*Raw data*

::::

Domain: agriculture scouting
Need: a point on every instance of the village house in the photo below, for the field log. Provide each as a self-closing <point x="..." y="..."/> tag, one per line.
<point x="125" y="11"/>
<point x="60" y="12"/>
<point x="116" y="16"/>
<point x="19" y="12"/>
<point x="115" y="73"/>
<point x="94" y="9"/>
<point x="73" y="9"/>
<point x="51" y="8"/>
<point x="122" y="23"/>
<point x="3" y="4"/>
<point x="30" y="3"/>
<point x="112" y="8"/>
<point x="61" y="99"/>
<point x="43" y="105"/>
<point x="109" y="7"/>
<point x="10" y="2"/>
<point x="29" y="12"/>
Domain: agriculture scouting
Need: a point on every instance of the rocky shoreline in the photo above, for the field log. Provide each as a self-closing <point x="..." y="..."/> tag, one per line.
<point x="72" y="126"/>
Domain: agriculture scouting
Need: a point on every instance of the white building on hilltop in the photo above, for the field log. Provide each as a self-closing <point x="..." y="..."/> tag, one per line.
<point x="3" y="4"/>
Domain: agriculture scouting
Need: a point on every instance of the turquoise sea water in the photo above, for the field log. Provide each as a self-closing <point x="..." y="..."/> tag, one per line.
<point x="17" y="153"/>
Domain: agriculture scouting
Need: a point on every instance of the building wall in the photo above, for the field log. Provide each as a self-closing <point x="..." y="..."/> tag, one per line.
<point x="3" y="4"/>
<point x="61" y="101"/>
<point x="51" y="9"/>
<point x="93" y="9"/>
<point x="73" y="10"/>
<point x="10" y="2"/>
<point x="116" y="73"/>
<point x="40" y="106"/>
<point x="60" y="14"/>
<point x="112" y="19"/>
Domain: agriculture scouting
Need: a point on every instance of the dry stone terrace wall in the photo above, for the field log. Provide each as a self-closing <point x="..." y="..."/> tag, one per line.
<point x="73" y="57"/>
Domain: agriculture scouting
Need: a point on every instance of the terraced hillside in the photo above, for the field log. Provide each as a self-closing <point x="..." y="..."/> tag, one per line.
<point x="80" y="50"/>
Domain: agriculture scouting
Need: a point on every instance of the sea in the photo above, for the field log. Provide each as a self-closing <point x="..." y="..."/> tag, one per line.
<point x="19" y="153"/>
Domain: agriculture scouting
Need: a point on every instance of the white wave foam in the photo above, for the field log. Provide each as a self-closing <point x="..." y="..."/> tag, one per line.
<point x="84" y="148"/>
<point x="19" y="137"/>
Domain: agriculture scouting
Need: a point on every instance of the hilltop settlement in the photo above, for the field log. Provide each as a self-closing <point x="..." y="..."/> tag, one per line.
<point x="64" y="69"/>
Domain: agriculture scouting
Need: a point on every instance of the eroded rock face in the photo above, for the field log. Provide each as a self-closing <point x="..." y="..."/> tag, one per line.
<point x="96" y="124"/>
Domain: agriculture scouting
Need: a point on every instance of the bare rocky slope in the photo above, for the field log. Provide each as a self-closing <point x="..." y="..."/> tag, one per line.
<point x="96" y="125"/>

::::

*What to do*
Please output the entries above, every line exactly as it reads.

*Correct result*
Domain: agriculture scouting
Need: a point on every instance of the village house in the photo below, for the field log. Provide each as a self-closing <point x="..." y="..."/> tag, one per line.
<point x="125" y="11"/>
<point x="60" y="12"/>
<point x="116" y="16"/>
<point x="19" y="12"/>
<point x="115" y="73"/>
<point x="94" y="9"/>
<point x="73" y="9"/>
<point x="51" y="8"/>
<point x="122" y="23"/>
<point x="3" y="4"/>
<point x="30" y="3"/>
<point x="112" y="8"/>
<point x="61" y="99"/>
<point x="43" y="105"/>
<point x="109" y="7"/>
<point x="10" y="2"/>
<point x="29" y="12"/>
Domain: agriculture scouting
Need: a point on every instance of the rocky shoreline in the photo above, for the field log. Provide each as a self-closing <point x="..." y="..."/> tag, one per line.
<point x="72" y="126"/>
Domain: agriculture scouting
Need: a point on every instance of the white building on hilltop in the photo above, for the field log. Provide each as a self-closing <point x="..." y="..."/> tag, one per line.
<point x="3" y="4"/>
Domain: agriculture scouting
Need: a point on every instance of the turquoise sea water in the photo above, for the field log. Provide each as a self-closing <point x="..." y="..."/> tag, one per line.
<point x="17" y="153"/>
Domain: agriculture scouting
Need: a point on every instance of the building wall in the photo above, for the field log. Provide each as a self-closing <point x="..." y="..."/> tag, one per line.
<point x="3" y="4"/>
<point x="61" y="101"/>
<point x="51" y="9"/>
<point x="93" y="9"/>
<point x="73" y="10"/>
<point x="10" y="2"/>
<point x="116" y="73"/>
<point x="40" y="106"/>
<point x="60" y="14"/>
<point x="112" y="19"/>
Domain: agriculture scouting
Need: a point on every instance of the dry stone terrace wall in the photo above, for the field log. Provide each as a self-closing <point x="..." y="..."/> tag, one per line.
<point x="73" y="57"/>
Domain: agriculture scouting
Need: a point on every instance of the terraced hillside in the photo above, for the field log. Provide each as a self-closing <point x="..." y="..."/> tag, one per line.
<point x="80" y="50"/>
Domain: agriculture scouting
Need: a point on every instance of the sea in the photo above, for the field log. Provide each as a self-closing <point x="..." y="..."/> tag, one per line.
<point x="19" y="153"/>
Domain: agriculture scouting
Need: a point on every instance of the white wave foam in the photo above, for the field log. Provide each as a self-closing <point x="..." y="..."/> tag, one per line.
<point x="84" y="148"/>
<point x="19" y="137"/>
Domain: agriculture scouting
Need: a point on every instance of the hilltop settlement in the photo above, for the field log. Provide each as a self-closing <point x="..." y="..."/> tag, one per line.
<point x="64" y="69"/>
Domain: agriculture scouting
Need: a point on every instance of the eroded rock face in the photo above, for the field log. Provide each as a self-closing <point x="..." y="..."/> tag, one per line.
<point x="96" y="124"/>
Domain: agriculture scouting
Need: a point on every instance of the bare rocky slope in the photo above, for the field log. Provide each as a self-closing <point x="..." y="..."/> tag, one per line.
<point x="96" y="125"/>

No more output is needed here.